GOAL: Rewrite the records from the line with "the boat superstructure" through the last line, keeping every line. Shift each coordinate in the answers up by 59.

--- --- ---

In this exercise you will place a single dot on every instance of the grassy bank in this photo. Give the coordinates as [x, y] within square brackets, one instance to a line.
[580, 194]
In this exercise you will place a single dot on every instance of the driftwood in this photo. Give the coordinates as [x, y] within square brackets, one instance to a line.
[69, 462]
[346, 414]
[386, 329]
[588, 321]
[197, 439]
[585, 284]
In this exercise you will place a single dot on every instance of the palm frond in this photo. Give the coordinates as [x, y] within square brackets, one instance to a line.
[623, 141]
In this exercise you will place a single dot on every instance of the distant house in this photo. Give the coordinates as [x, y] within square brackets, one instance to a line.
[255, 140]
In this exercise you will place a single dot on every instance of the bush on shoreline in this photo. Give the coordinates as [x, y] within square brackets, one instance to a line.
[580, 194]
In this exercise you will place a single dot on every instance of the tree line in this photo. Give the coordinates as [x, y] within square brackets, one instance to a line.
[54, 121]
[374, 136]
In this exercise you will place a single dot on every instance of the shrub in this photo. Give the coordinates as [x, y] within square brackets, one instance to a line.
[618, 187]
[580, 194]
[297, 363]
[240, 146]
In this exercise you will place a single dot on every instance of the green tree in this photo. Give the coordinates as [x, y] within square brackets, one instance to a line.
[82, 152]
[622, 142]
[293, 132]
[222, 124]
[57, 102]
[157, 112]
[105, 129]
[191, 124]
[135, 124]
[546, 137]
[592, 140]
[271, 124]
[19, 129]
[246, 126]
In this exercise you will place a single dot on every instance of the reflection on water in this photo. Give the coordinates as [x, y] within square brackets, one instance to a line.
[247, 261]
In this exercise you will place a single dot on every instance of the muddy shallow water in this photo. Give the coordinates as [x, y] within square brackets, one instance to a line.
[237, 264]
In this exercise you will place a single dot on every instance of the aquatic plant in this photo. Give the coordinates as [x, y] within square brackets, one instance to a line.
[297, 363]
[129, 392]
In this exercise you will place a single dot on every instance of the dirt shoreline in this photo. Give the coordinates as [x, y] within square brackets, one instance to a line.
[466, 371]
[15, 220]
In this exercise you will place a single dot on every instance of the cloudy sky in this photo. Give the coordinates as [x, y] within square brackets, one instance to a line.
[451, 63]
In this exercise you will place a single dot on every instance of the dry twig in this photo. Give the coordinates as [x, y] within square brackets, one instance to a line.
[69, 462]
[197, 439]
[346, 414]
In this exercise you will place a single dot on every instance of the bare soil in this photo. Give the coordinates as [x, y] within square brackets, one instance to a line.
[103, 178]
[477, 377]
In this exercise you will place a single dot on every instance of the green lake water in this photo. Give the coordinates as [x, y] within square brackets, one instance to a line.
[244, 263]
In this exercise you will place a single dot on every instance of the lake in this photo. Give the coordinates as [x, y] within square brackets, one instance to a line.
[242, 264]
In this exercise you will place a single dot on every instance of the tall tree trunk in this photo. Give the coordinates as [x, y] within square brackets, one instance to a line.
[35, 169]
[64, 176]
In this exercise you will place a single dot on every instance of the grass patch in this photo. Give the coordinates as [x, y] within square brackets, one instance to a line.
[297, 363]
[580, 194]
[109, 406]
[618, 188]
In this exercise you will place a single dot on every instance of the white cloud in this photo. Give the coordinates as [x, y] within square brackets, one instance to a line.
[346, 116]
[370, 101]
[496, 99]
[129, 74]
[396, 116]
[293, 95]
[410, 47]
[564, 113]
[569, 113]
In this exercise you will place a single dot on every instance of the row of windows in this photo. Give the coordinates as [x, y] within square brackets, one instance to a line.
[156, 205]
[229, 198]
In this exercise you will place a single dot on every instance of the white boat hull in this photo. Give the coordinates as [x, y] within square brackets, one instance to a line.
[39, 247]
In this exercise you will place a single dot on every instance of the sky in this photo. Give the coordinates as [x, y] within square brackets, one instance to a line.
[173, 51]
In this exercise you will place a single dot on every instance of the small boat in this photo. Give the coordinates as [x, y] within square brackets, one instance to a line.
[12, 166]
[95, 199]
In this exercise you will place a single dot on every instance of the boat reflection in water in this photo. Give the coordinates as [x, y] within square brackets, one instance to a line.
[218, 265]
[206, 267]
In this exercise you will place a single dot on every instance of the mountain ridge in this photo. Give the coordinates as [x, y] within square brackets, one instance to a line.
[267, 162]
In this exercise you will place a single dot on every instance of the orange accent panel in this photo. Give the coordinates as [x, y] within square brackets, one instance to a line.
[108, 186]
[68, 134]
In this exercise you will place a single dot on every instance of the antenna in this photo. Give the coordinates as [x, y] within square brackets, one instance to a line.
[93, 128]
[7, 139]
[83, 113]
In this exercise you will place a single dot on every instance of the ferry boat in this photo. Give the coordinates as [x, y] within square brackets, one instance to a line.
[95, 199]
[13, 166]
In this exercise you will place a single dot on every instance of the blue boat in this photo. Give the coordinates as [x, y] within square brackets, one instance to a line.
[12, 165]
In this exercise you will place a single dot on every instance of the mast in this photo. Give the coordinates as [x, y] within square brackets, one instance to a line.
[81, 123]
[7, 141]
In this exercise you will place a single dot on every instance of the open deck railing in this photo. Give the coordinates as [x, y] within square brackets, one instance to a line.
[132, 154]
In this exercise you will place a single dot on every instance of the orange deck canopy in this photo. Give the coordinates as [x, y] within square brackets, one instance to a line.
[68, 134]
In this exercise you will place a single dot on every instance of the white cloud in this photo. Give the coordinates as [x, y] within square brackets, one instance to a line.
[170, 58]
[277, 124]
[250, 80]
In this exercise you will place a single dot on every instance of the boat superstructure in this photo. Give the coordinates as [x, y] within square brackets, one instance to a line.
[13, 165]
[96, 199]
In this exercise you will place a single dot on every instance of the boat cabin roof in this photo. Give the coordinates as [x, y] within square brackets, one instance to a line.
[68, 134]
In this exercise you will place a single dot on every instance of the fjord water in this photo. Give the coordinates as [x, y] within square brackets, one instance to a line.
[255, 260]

--- --- ---

RESULT OF THIS EXERCISE:
In this exercise you will place a single dot on every instance of the boat superstructure in this photo. Give the coordinates as [x, y] within square brackets, one instance to a line.
[72, 224]
[155, 258]
In this exercise you will place a single dot on every instance of the boat cabin roof in this photo. Give the coordinates as [x, y] within square brackets, one instance to a line.
[127, 193]
In this exercise you will place a single dot on every instance of the fjord water in this photo. Give the coordinates as [x, y] within square brackets, one instance to a line.
[314, 319]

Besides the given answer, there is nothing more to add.